§ **Exercise details**:
Please arrange every line of the listing below as a Markdown table with the columns n and Line, numbering each row and leaving out blank lines. Leave the pictures out of the answer.

§ **Point labeling examples**:
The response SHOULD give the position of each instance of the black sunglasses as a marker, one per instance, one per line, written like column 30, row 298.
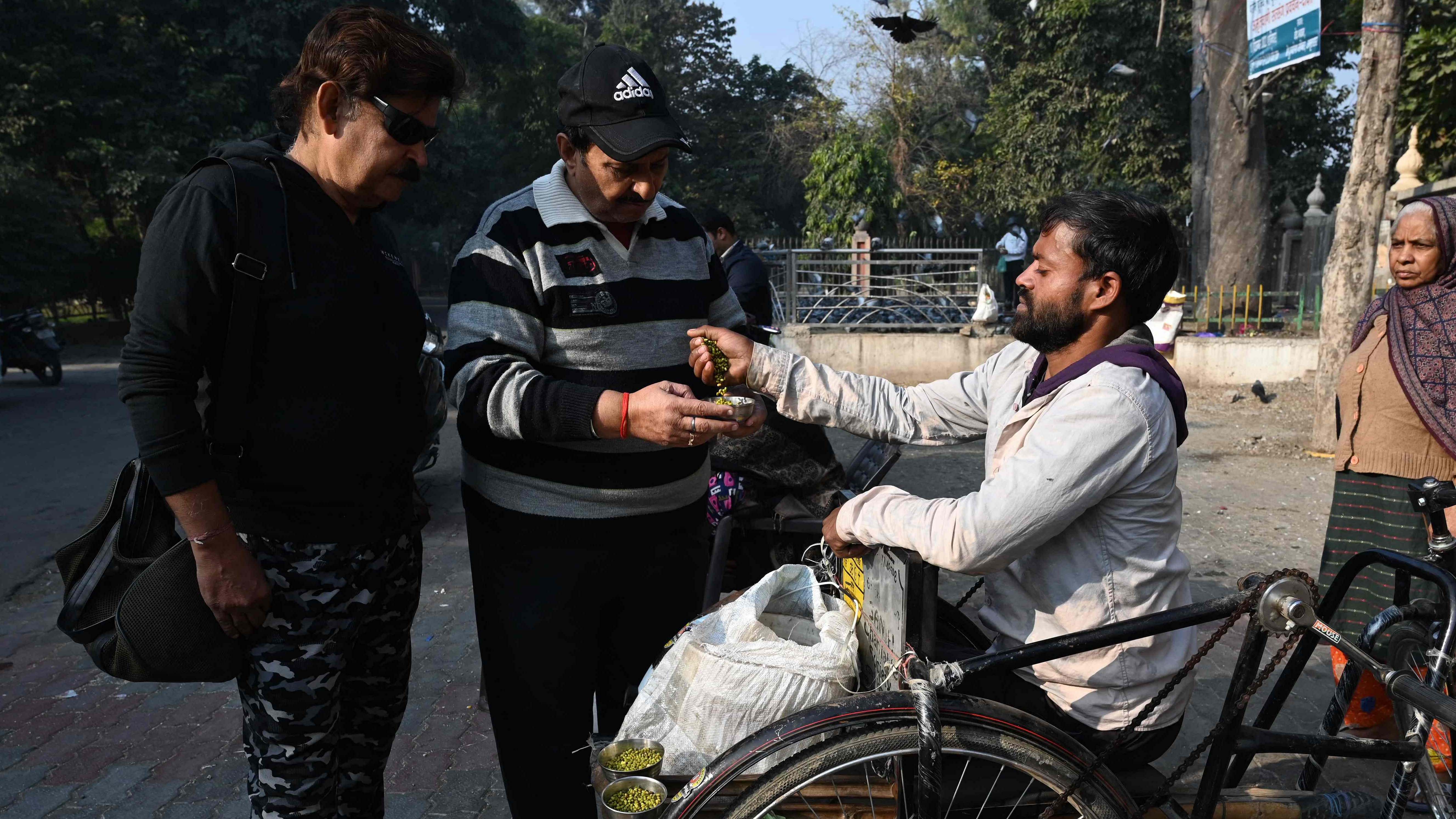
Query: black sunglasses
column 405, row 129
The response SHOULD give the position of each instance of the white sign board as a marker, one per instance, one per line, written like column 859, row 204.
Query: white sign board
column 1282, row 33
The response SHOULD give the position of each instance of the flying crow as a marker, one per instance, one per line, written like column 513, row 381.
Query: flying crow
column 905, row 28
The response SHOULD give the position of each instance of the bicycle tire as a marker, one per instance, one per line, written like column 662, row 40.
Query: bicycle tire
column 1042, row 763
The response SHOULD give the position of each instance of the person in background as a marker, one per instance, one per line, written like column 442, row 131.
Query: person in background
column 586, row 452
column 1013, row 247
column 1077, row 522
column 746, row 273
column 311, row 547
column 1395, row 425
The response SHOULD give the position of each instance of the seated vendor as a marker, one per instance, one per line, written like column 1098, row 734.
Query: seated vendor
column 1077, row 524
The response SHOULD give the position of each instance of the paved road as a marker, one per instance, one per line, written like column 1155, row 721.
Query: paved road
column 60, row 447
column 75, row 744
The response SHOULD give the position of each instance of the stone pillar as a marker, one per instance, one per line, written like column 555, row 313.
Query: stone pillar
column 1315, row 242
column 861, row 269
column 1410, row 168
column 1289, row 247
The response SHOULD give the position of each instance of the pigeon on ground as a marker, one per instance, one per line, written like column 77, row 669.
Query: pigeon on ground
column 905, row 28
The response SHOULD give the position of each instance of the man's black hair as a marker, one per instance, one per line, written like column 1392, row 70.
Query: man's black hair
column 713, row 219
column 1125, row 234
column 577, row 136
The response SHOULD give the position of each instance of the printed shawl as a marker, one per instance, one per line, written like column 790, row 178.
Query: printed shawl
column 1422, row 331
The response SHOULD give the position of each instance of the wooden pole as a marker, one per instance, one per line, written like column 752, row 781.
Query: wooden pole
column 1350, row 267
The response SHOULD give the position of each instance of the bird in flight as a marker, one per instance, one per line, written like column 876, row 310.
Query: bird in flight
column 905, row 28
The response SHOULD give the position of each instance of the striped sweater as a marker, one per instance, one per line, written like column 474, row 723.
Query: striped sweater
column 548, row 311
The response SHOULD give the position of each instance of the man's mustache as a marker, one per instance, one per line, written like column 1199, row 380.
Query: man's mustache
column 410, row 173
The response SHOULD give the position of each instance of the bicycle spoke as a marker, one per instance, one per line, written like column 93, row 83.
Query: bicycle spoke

§ **Full output**:
| n | Line |
|---|---|
| 1 | The response SHOULD give the position of each instance of the black sunglasses as a marker, one per instance, one per line, written like column 30, row 298. |
| 2 | Query: black sunglasses |
| 3 | column 405, row 129 |
| 4 | The response SHOULD give the position of each instance of the white sign board as a marker, one per instance, one per line, written like column 859, row 204. |
| 5 | Query: white sign board |
| 6 | column 1282, row 33 |
| 7 | The response SHOULD give the position of each instance of the flying crow as a marker, one per instance, one per line, written like column 513, row 381. |
| 8 | Query: flying crow |
| 9 | column 905, row 28 |
| 10 | The response SHOULD give the position of each instance of the bicycle tire as a marker, one per instance, one per line, written like column 662, row 40. |
| 11 | Query: bicycle tire |
| 12 | column 1042, row 763 |
| 13 | The response SHOULD give the position of each instance of the person in background as a marker, one per instance, one per line, written like column 442, row 131. |
| 14 | Query: person in background |
| 15 | column 586, row 452 |
| 16 | column 1013, row 247 |
| 17 | column 1077, row 522 |
| 18 | column 746, row 273 |
| 19 | column 311, row 547 |
| 20 | column 1395, row 425 |
| 21 | The response SHOULD give the position of each instance of the seated vendor as a marker, one per instance, one per line, written like column 1098, row 734. |
| 22 | Query: seated vendor |
| 23 | column 1077, row 524 |
| 24 | The response SHOULD give the position of each instance of the paved road as a marker, one per instance, one per line, written like column 1155, row 721. |
| 25 | Query: paved road |
| 26 | column 60, row 447 |
| 27 | column 75, row 744 |
| 28 | The response SHOULD give the position of each instance of the stone pillar as a marker, one per instance, one per line, written like column 555, row 313. |
| 29 | Query: stone pillar |
| 30 | column 1315, row 242 |
| 31 | column 861, row 269 |
| 32 | column 1410, row 168 |
| 33 | column 1289, row 247 |
| 34 | The response SHOULD give the position of each instance of the pigeon on ground as a marker, one per instance, one per line, written like column 77, row 669. |
| 35 | Query: pigeon on ground |
| 36 | column 905, row 28 |
| 37 | The response SHOULD give the position of each instance of the man's black hair as a marker, one per instance, one per line, written like column 1392, row 70. |
| 38 | Query: man's black hair |
| 39 | column 713, row 219 |
| 40 | column 1125, row 234 |
| 41 | column 577, row 136 |
| 42 | The response SHOULD give the position of each instance of the printed shawl as a marker, one per instance, one per line, written like column 790, row 178. |
| 43 | Query: printed shawl |
| 44 | column 1422, row 331 |
| 45 | The response SHOULD give the position of each instance of the wooden pole as a marker, one per instance, one per line, written like column 752, row 781. |
| 46 | Query: wooden pole |
| 47 | column 1350, row 267 |
| 48 | The response SHOULD give the position of each instance of the bird in flight as a marker, one per instance, one per line, written like column 876, row 310. |
| 49 | Query: bird in flight |
| 50 | column 905, row 28 |
| 51 | The response SHOULD give the position of each instance of the striped sweater as a marker, one per instance, one per line, written like column 474, row 723. |
| 52 | Query: striped sweater |
| 53 | column 548, row 311 |
| 54 | The response SHOULD give the position of each instance of the man's mustache as a marker, one per instance, one per line, written like column 1199, row 380. |
| 55 | Query: man's mustache |
| 56 | column 410, row 173 |
| 57 | The response SHOULD give the position of each instance of the bicycle spoke as a marker, one per instance, one per line, written like column 93, row 83. |
| 58 | Query: bicycle spoke |